(TEXTE DE L'EXERCICE)
# # #
24I : Le personnage dans le film est un écrivain, comme vous. Dans quels aspects du personnage vous retrouvez-vous ?

W. W. : Dans le cinéma aussi, cela nous arrive d’utiliser la vie des autres. Ça n’arrive pas seulement dans les documentaires, mais aussi dans les histoires et les fictions. On fait référence à quelque chose qu’on n’a pas seulement vécu tout seul mais avec d’autres. Ou même on utilise les expériences des autres pour un film. Il y a une grande responsabilité dans cet acte de sublimation. Quand on transporte un événement vrai dans une fiction, cela entraîne une responsabilité envers les gens qui ont vraiment vécu cette histoire. J’ai toujours des doutes quand je vois un film qui indique au début « D’après une histoire vraie. » Est-ce que c’est vrai ? Et si jamais c’est vrai, je me demande ce que pensent les vraies personnes en voyant le film, s’ils le savent. Notre héros écrit une histoire basée sur quelque chose qu’il a vécu lui-même, mais il inclut aussi le vécu d’un petit garçon et de sa mère. Il n’a pas le courage de les affronter eux mais il utilise plutôt ces événements dans un acte de sublimation. Quand finalement le jeune homme qu’est maintenant devenu le petit garçon entre dans sa vie, ça le dérange. Il doit apprendre qu’il a une responsabilité envers lui. C’est bien car il arrive ainsi finalement à… (long silence) partager ce qu’il a vécu. Jusque là il avait garder tout cela pour lui et n’avait pas partagé son passé avec sa nouvelle famille, sa fille et sa femme. C’est le mieux qu’il puisse arriver à quelqu’un : apprendre à partager.

24I : Est-ce que vous pensez que l’acte de création, écrire ou non, puise sa force dans une certaine douleur, une noirceur? Le personnage devient un meilleur écrivain après le drame vécu…

W. W. : Je crois que cela n’arrive pas nécessairement mais très souvent, oui. L’acte de création est approfondi par la douleur ou la peine. Je crois aussi que les gens, malheureusement, n’apprennent pas tellement de la joie et du plaisir. Ce ne sont pas des grands maîtres…  paraît-il.

24I : Vous avez fait appel à Benoît Debie, qui est le directeur photo de Gaspar Noé. Qu’est-ce qui vous intéressait dans son travail ?

W. W. : Justement, je le connaissais en raison de son travail avec Gaspar et je savais qu’il était un bon aventurier et qu’il n’avait peur de rien. Il s’est jeté dans cette expérience avec moi alors qu’il n’avait pas d’expérience avec la 3D, moi j’avais fait quelques films en 3D. Mais c’était nouveau pour nous deux de raconter une histoire intime dans ce nouveau langage. Il ne m’a pas déçu le brave Benoît, il a fait un travail pionnier.
# # #
(EXTRAIT DES DONNÉES)
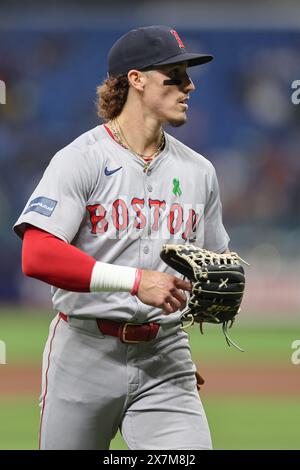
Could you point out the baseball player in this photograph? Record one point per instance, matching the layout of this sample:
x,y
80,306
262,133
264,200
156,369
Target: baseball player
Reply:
x,y
116,356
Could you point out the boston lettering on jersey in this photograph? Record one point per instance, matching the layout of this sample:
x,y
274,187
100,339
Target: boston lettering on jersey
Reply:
x,y
153,218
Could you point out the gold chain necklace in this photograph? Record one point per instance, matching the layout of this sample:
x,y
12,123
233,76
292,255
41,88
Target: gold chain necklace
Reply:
x,y
118,133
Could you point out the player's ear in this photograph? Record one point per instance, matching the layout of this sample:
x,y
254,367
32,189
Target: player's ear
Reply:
x,y
136,79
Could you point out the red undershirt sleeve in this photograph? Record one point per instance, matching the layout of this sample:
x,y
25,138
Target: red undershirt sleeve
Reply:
x,y
50,259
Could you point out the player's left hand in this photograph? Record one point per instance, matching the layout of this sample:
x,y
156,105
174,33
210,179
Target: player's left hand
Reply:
# # #
(CONSIGNE)
Répondez aux questions suivantes d'après l'entretien :
(a) Avec qui le héros du film n'avait-il pas partagé son passé ?
(b) Selon W. W., par quoi l'acte de création est-il approfondi ?
(c) Quelle expérience manquait à Benoît Debie au moment de se lancer dans le projet ?

(CORRIGÉ)
(a) Avec sa nouvelle famille, sa fille et sa femme.
(b) Par la douleur ou la peine.
(c) Il n'avait pas d'expérience avec la 3D.